:: The problem ::
All records should be reproduced verbatim.

:: Supplied records ::
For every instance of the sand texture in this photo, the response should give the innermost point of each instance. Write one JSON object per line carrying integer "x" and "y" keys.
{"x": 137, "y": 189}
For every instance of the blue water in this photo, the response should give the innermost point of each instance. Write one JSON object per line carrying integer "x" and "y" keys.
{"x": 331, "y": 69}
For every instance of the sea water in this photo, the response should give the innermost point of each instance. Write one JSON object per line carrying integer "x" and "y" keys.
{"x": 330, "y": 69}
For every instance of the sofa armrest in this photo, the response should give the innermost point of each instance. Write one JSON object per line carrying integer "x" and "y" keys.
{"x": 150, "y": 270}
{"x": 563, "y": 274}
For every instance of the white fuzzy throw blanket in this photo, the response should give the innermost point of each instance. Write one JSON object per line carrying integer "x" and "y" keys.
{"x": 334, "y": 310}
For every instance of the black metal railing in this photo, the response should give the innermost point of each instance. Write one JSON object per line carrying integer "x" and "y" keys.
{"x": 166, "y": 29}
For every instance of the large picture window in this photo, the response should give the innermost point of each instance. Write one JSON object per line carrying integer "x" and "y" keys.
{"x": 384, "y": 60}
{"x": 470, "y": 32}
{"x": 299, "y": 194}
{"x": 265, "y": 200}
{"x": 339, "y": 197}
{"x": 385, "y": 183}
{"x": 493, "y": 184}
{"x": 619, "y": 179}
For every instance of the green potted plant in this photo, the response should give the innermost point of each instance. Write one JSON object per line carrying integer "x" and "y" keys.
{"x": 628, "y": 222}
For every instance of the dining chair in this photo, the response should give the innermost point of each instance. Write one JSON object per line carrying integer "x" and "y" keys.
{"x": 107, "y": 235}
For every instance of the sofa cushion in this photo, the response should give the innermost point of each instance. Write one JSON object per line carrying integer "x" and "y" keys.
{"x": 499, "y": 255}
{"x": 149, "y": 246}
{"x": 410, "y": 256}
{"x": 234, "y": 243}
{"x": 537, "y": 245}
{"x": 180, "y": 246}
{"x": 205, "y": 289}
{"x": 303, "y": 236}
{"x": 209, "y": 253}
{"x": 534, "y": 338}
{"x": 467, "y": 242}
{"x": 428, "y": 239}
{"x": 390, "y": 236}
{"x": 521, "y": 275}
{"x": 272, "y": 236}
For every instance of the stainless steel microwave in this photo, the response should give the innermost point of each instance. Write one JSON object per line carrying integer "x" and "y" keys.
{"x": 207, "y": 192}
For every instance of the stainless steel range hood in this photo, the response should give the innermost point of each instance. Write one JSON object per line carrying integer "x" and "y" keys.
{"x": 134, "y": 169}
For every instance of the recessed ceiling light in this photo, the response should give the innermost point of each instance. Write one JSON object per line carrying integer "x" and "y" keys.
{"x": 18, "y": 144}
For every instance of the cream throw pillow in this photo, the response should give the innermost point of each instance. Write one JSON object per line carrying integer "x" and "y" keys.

:: Response ::
For every instance of the sand texture in this photo, the response should give the innermost point of each instance. Write one JSON object per line carrying integer "x" and "y" keys.
{"x": 137, "y": 189}
For every instance of the blue water in this photo, the response should give the innermost point of each instance. Write one JSON object per line carrying integer "x" and "y" keys.
{"x": 331, "y": 69}
For every instance of the sea water in this photo, the response should give the innermost point of each instance. Write one JSON object per line carrying integer "x" and "y" keys.
{"x": 330, "y": 69}
For every instance of the sofa armrest in this photo, the response should give the innermost point of each instance. Write one JSON object per line carrying integer "x" and "y" keys.
{"x": 150, "y": 270}
{"x": 563, "y": 274}
For every instance of the white fuzzy throw blanket in this photo, the response should give the innermost point of each instance. Write one JSON object per line carrying integer "x" and "y" keys.
{"x": 334, "y": 310}
For every instance of the black metal railing in this photo, the response should give the innermost point of each instance. Write one JSON object per line carrying integer "x" and "y" keys.
{"x": 166, "y": 29}
For every instance of the large picture window in this photo, the response should give the innermost point of each instance. Write one JSON object per line carrying integer "x" and "y" keys.
{"x": 384, "y": 60}
{"x": 470, "y": 32}
{"x": 299, "y": 194}
{"x": 265, "y": 200}
{"x": 339, "y": 197}
{"x": 385, "y": 183}
{"x": 493, "y": 184}
{"x": 619, "y": 179}
For every instance of the green potted plant in this photo, the response should give the innermost point of each instance. Write one JSON object per line carrying integer "x" and "y" keys.
{"x": 628, "y": 222}
For every instance of the dining chair in this photo, the response should give the innermost point of each instance. Write one JSON object per line carrying integer "x" and "y" keys.
{"x": 107, "y": 235}
For every instance of the sofa cushion in this photo, the response should give the innermost point of each instance. Write one JSON object per line carrying integer "x" and "y" keys.
{"x": 499, "y": 255}
{"x": 149, "y": 246}
{"x": 410, "y": 256}
{"x": 234, "y": 243}
{"x": 537, "y": 245}
{"x": 180, "y": 246}
{"x": 205, "y": 289}
{"x": 303, "y": 236}
{"x": 209, "y": 253}
{"x": 534, "y": 338}
{"x": 467, "y": 242}
{"x": 428, "y": 239}
{"x": 390, "y": 236}
{"x": 521, "y": 275}
{"x": 272, "y": 236}
For every instance of the stainless steel microwave in this photo, the response should give the innermost point of each instance. Write one JSON object per line carrying integer "x" and "y" keys.
{"x": 207, "y": 192}
For every instance of the stainless steel range hood in this photo, the response should give the innermost point of each instance. Write one JSON object per line carrying integer "x" and "y" keys.
{"x": 134, "y": 169}
For every instance of the recessed ceiling light in this photo, the response should give the innermost point of each instance. Write one JSON object per line carrying integer "x" and "y" keys.
{"x": 18, "y": 144}
For every instance of the cream throw pillow in this photo, the response should give the innermost point of each instance. Write one JSON object per line carrying integer "x" and "y" keys.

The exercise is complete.